▸ WHAT IS NEEDED
Please restate the data word for word, in full.

Free-text object descriptions
···

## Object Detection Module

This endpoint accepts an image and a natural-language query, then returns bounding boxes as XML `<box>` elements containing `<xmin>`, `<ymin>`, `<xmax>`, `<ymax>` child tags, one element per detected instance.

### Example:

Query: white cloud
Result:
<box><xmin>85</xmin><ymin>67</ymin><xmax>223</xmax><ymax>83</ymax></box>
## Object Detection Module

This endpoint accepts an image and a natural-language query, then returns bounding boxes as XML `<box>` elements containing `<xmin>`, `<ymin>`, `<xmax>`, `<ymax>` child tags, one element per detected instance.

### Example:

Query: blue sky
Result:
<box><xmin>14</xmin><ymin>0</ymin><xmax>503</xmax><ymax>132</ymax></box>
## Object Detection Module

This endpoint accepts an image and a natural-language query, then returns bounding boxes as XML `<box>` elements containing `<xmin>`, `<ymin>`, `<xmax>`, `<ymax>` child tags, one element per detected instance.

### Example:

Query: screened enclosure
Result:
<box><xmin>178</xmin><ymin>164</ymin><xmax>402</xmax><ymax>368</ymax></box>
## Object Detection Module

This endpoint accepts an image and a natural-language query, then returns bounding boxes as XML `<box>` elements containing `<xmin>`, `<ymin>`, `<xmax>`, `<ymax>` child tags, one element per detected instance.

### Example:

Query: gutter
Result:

···

▸ ANSWER BELOW
## Object Detection Module

This endpoint accepts an image and a natural-language query, then returns bounding boxes as XML `<box>` elements containing `<xmin>`, `<ymin>`, `<xmax>`, `<ymax>` child tags, one element per detected instance.

### Example:

Query: white cloud
Result:
<box><xmin>85</xmin><ymin>67</ymin><xmax>223</xmax><ymax>83</ymax></box>
## Object Detection Module

This endpoint accepts an image and a natural-language query, then returns bounding boxes as XML `<box>` elements containing `<xmin>`, `<ymin>`, `<xmax>`, `<ymax>` child tags, one element per detected instance.

### Example:

Query: blue sky
Result:
<box><xmin>14</xmin><ymin>0</ymin><xmax>503</xmax><ymax>132</ymax></box>
## Object Detection Module

This endpoint accepts an image and a natural-language query, then returns bounding boxes as XML `<box>` elements containing `<xmin>`, `<ymin>`, `<xmax>`, `<ymax>` child tags, one element per detected instance.

### Example:

Query: screened enclosure
Result:
<box><xmin>178</xmin><ymin>164</ymin><xmax>402</xmax><ymax>368</ymax></box>
## Object Detection Module

This endpoint accepts an image and a natural-language query, then returns bounding boxes as XML `<box>` elements containing `<xmin>`, `<ymin>`, `<xmax>`, `<ymax>` child tags, one element per detected instance.

### Example:

Query: gutter
Result:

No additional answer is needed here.